## What the task requires
Exactly the lines from the one with "of the pickup" to the end of the entries should appear in your answer, retyped word for word.

## Photo-based referring expression data

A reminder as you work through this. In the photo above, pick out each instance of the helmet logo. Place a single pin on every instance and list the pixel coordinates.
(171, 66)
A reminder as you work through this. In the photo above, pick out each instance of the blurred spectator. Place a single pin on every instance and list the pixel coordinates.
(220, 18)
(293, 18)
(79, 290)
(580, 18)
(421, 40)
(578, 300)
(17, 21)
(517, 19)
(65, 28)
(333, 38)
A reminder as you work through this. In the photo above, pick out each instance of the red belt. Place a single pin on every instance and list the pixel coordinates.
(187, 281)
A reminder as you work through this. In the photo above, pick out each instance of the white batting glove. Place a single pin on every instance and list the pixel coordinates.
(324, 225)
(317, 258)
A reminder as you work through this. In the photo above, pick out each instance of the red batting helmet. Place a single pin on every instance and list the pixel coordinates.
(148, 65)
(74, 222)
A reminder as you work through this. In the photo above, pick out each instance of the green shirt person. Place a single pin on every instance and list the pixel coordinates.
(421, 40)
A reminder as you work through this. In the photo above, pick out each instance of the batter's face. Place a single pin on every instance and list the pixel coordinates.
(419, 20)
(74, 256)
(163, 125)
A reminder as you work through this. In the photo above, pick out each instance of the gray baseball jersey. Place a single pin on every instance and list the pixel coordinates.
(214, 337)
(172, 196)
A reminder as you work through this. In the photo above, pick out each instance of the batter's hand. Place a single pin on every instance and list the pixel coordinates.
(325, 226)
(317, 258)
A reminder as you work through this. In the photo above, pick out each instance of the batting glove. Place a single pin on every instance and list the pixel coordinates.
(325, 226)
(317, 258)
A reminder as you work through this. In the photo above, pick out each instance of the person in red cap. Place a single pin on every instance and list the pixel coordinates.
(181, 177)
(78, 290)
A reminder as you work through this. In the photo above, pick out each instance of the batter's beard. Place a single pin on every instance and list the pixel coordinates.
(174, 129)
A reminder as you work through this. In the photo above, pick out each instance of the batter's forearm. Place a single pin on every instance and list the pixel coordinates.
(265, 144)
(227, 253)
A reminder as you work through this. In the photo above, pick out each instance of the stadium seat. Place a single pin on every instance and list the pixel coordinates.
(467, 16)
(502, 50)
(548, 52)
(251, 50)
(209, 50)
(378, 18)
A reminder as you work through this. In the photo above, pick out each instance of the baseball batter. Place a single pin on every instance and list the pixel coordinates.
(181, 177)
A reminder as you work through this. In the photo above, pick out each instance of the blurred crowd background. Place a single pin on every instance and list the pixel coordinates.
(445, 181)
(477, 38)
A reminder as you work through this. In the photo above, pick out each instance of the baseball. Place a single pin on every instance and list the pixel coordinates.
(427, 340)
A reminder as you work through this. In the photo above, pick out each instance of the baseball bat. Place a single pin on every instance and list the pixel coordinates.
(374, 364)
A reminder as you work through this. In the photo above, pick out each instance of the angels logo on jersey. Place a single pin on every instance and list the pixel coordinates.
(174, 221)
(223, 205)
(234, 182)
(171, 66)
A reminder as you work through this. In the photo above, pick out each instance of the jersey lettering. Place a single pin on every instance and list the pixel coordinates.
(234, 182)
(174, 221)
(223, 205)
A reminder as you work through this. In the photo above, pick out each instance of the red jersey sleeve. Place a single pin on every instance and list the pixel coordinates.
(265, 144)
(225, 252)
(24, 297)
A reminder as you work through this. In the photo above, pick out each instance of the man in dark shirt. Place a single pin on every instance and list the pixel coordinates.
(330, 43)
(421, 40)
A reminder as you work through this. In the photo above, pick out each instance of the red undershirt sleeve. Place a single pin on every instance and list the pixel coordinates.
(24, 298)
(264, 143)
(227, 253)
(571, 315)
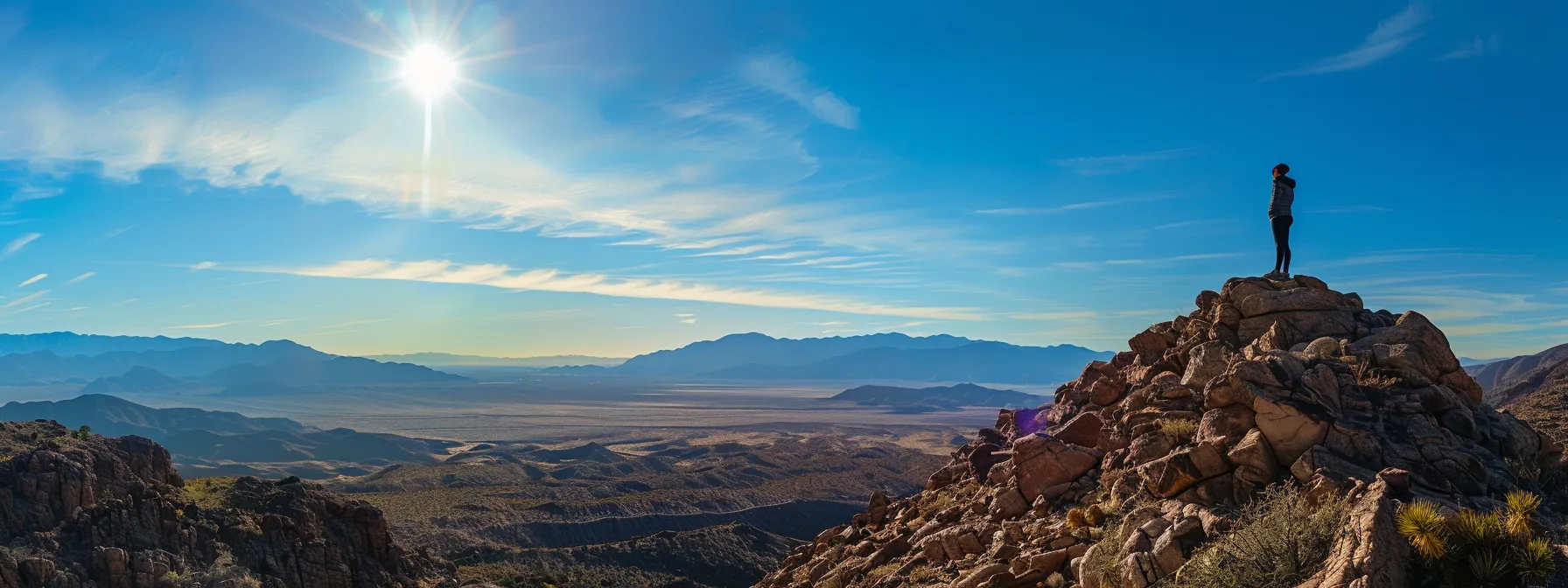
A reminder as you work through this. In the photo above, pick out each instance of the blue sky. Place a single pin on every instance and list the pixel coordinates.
(615, 178)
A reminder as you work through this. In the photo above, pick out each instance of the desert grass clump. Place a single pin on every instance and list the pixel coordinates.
(1476, 548)
(1280, 540)
(1183, 430)
(1078, 520)
(1424, 526)
(1095, 514)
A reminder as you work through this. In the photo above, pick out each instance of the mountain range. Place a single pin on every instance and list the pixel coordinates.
(75, 358)
(878, 356)
(938, 397)
(447, 360)
(218, 443)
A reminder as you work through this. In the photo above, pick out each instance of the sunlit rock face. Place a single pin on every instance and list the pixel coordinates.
(1267, 382)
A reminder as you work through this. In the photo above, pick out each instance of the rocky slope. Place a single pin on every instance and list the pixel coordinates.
(83, 510)
(1145, 459)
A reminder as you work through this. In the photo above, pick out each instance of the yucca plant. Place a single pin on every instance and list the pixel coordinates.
(1488, 570)
(1474, 548)
(1536, 560)
(1424, 526)
(1520, 520)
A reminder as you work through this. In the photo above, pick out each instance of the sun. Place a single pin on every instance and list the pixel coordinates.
(429, 71)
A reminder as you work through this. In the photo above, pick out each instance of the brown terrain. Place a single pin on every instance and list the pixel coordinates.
(1280, 435)
(1534, 388)
(712, 507)
(85, 510)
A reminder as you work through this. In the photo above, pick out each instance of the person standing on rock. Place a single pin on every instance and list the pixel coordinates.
(1280, 220)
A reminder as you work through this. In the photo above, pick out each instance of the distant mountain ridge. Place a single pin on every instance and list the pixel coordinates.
(938, 397)
(115, 417)
(71, 344)
(758, 348)
(33, 361)
(447, 360)
(220, 443)
(1508, 380)
(880, 356)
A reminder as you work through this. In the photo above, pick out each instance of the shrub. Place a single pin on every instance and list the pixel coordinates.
(1280, 540)
(1178, 429)
(1474, 548)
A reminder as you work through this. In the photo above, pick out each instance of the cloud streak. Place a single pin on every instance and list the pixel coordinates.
(1385, 41)
(1104, 165)
(1076, 206)
(784, 75)
(507, 278)
(1474, 47)
(18, 243)
(80, 278)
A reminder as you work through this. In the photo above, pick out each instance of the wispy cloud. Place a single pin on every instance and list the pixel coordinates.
(24, 300)
(1183, 225)
(35, 193)
(1102, 165)
(1057, 316)
(18, 243)
(507, 278)
(1474, 47)
(115, 233)
(786, 75)
(1349, 209)
(1390, 38)
(358, 324)
(1076, 206)
(1152, 261)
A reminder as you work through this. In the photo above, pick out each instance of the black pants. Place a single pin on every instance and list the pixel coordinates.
(1281, 226)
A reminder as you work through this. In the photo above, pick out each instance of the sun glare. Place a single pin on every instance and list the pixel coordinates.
(429, 71)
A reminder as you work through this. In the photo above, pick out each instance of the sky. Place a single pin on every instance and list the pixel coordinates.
(615, 178)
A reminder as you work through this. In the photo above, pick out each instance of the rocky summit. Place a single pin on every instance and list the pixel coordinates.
(80, 510)
(1183, 444)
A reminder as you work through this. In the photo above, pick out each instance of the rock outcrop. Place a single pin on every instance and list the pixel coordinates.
(83, 510)
(1266, 383)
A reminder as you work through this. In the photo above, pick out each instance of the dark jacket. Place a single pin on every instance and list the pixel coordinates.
(1281, 198)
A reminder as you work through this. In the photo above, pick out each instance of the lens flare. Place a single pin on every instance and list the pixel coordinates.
(429, 71)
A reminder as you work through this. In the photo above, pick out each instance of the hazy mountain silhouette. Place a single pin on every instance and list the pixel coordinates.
(977, 361)
(334, 370)
(136, 380)
(758, 348)
(35, 361)
(447, 360)
(115, 416)
(1512, 378)
(938, 397)
(71, 344)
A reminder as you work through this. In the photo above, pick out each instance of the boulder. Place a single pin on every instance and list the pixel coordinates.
(1082, 430)
(1300, 298)
(1255, 461)
(1289, 424)
(1225, 425)
(1183, 469)
(1041, 461)
(1369, 552)
(1206, 361)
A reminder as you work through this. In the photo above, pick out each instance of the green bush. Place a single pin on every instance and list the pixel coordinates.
(1280, 540)
(1178, 429)
(1496, 550)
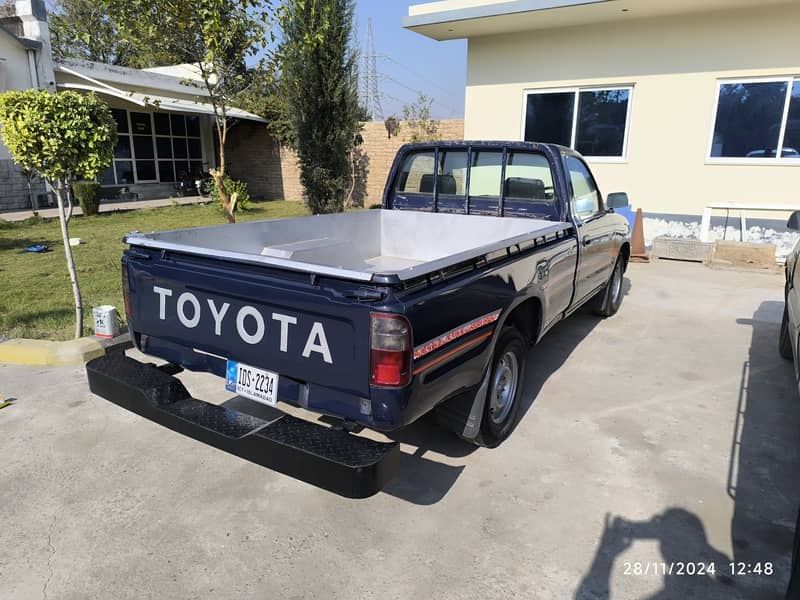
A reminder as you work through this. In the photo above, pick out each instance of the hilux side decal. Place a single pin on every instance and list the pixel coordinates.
(455, 333)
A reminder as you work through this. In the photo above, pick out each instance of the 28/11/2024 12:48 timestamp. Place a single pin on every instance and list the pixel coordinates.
(689, 568)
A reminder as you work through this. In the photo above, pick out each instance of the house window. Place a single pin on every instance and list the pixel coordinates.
(154, 147)
(180, 152)
(592, 121)
(756, 118)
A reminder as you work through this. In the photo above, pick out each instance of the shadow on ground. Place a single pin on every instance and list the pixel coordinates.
(762, 481)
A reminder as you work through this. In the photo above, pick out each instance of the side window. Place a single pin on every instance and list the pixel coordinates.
(585, 197)
(528, 178)
(485, 174)
(452, 173)
(416, 175)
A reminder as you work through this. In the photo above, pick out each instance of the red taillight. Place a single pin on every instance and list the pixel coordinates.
(390, 350)
(126, 293)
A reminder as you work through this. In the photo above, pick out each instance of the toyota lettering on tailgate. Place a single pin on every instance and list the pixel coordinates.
(250, 324)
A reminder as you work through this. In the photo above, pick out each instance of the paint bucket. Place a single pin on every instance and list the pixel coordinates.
(105, 321)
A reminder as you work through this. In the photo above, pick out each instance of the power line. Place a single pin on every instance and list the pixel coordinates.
(417, 91)
(416, 74)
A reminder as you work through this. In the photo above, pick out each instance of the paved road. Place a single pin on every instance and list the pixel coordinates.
(669, 434)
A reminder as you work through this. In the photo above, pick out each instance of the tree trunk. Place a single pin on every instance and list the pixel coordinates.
(73, 274)
(228, 202)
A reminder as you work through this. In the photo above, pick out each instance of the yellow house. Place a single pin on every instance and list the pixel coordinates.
(682, 103)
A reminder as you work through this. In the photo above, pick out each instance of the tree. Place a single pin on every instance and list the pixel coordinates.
(87, 30)
(215, 35)
(59, 136)
(319, 81)
(418, 119)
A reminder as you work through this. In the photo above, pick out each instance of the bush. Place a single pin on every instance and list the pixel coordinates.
(233, 186)
(88, 195)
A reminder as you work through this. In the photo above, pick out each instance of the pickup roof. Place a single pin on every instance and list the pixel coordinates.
(375, 317)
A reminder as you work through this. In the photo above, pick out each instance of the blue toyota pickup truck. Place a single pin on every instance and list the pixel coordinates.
(375, 317)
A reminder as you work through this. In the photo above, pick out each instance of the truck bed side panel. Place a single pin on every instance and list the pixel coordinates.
(298, 330)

## Your response
A reminder as you work through this. In the photo above, pick out each instance of the pickup roof. Place a single pin on every instance and list the pixel coordinates.
(375, 317)
A reminder as you work through this. In the photo above, pick out each instance of the blue toyota pickup truck. Place a single pin on every instance and list the pixel coordinates.
(375, 317)
A reminder as you work through this. In the photo above, pick out each instance of the truck bed side panel. Place a single pin on every instance and list the pixel coordinates.
(298, 330)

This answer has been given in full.